═════ THE DATA

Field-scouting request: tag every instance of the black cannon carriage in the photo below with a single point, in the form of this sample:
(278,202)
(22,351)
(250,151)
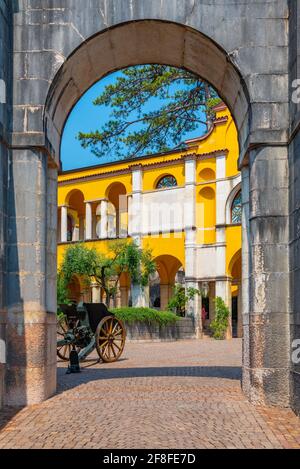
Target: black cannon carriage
(87,326)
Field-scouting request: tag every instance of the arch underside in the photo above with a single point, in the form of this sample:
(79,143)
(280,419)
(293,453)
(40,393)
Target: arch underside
(137,43)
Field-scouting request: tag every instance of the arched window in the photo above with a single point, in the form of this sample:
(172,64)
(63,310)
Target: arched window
(236,209)
(166,181)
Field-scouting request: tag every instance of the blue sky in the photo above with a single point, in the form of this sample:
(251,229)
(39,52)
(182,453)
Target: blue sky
(87,117)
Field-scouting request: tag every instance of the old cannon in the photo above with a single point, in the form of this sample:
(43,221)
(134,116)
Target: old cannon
(88,326)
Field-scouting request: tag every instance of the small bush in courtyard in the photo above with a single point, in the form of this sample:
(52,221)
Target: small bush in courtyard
(220,323)
(147,315)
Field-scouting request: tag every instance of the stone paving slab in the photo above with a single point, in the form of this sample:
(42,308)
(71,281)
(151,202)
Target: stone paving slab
(183,394)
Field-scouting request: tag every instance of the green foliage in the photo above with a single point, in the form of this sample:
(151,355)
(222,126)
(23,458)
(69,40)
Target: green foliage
(220,324)
(180,298)
(62,290)
(105,270)
(185,97)
(147,315)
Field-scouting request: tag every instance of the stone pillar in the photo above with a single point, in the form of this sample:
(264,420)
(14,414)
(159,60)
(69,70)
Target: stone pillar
(212,295)
(88,220)
(64,224)
(223,290)
(266,375)
(31,328)
(96,293)
(194,307)
(103,219)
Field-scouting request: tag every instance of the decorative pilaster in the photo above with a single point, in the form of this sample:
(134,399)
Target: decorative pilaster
(64,224)
(223,290)
(88,220)
(194,306)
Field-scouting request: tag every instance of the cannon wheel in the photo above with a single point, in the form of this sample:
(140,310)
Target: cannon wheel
(110,339)
(63,352)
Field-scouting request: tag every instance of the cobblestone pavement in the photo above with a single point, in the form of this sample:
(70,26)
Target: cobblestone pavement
(160,395)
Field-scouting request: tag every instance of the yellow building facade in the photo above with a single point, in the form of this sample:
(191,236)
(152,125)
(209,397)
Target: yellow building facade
(184,204)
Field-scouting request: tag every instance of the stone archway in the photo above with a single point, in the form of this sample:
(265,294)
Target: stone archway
(239,63)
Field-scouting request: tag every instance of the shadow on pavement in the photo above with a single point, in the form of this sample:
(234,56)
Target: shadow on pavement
(65,382)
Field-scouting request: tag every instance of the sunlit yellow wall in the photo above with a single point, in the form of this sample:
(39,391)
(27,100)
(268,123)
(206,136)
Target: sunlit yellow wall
(94,183)
(152,176)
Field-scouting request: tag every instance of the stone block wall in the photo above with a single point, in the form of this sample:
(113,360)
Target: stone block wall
(5,97)
(294,196)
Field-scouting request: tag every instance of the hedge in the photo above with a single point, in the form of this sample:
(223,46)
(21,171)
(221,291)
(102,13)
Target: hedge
(148,315)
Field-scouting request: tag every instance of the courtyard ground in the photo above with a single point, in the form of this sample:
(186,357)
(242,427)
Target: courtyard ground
(183,394)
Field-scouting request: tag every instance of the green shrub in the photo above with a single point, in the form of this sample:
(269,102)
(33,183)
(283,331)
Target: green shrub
(220,323)
(147,315)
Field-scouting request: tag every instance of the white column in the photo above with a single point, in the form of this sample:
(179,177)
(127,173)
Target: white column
(124,296)
(88,220)
(64,224)
(140,295)
(240,317)
(194,306)
(103,219)
(81,228)
(96,293)
(136,203)
(164,296)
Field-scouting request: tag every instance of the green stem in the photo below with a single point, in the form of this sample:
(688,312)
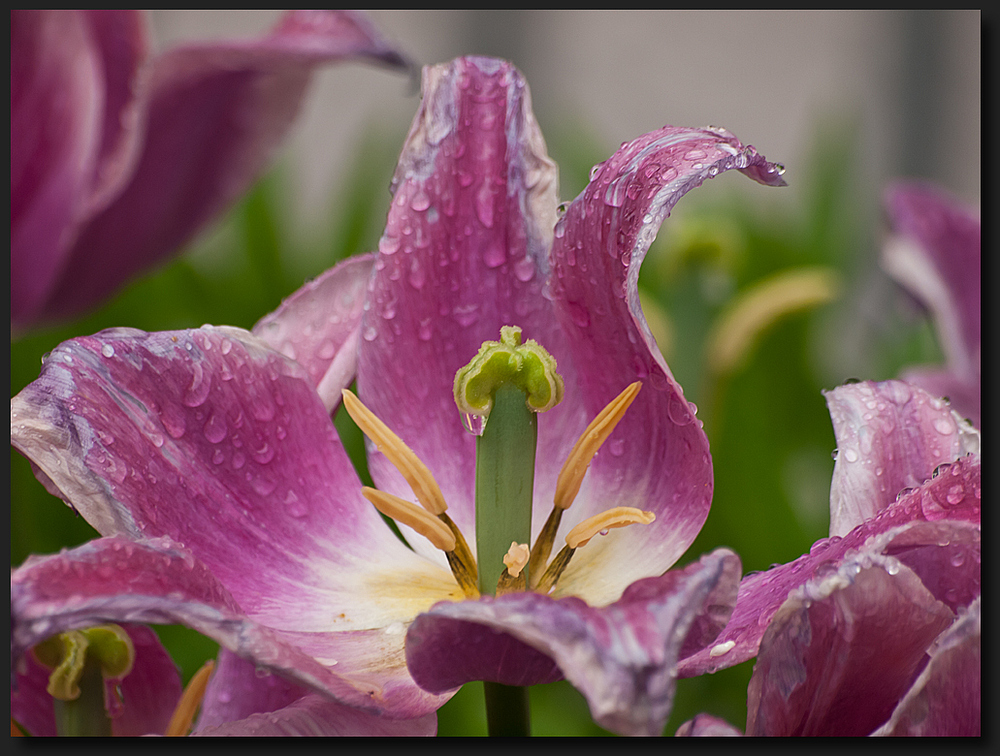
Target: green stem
(507,710)
(505,476)
(86,714)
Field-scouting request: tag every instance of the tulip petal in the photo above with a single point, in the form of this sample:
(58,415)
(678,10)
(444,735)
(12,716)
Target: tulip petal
(946,700)
(240,700)
(939,541)
(936,254)
(890,437)
(315,716)
(214,115)
(463,254)
(319,326)
(73,134)
(842,651)
(707,726)
(158,581)
(149,692)
(214,440)
(658,458)
(621,656)
(237,689)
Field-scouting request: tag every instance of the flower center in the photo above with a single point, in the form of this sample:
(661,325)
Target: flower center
(507,383)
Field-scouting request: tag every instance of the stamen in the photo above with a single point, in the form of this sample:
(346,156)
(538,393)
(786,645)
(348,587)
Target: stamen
(516,558)
(512,579)
(616,517)
(579,459)
(414,471)
(187,707)
(409,514)
(543,547)
(440,531)
(555,570)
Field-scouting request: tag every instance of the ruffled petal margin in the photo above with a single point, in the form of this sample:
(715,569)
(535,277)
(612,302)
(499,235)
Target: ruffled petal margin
(659,458)
(621,656)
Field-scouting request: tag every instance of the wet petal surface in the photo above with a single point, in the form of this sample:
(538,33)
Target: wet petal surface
(621,657)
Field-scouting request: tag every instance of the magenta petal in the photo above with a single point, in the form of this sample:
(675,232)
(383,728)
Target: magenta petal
(890,437)
(936,253)
(933,522)
(72,134)
(659,453)
(159,582)
(946,700)
(244,700)
(316,716)
(195,434)
(463,254)
(149,693)
(707,726)
(237,689)
(319,326)
(621,657)
(213,115)
(842,651)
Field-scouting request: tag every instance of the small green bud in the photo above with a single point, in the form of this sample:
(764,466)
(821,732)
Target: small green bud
(508,362)
(67,653)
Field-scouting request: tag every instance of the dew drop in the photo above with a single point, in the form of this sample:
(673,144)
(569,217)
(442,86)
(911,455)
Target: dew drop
(474,423)
(197,391)
(944,425)
(388,245)
(722,648)
(524,269)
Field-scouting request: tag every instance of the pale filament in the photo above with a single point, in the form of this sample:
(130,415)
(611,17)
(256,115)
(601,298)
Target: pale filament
(579,459)
(409,514)
(414,471)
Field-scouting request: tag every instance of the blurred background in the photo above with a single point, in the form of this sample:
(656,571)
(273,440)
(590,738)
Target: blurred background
(847,101)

══════════

* YOUR ASSIGNMENT:
Each line of the material with the word "below" in it should be listed.

* FINAL ANSWER:
Field-scouting request: tag every instance of the black cannon carriage in the photo below with a single point, in the form of this sample:
Field-scouting request: tag every instance of the green stem in the photo below with a single point, in the form of this sample:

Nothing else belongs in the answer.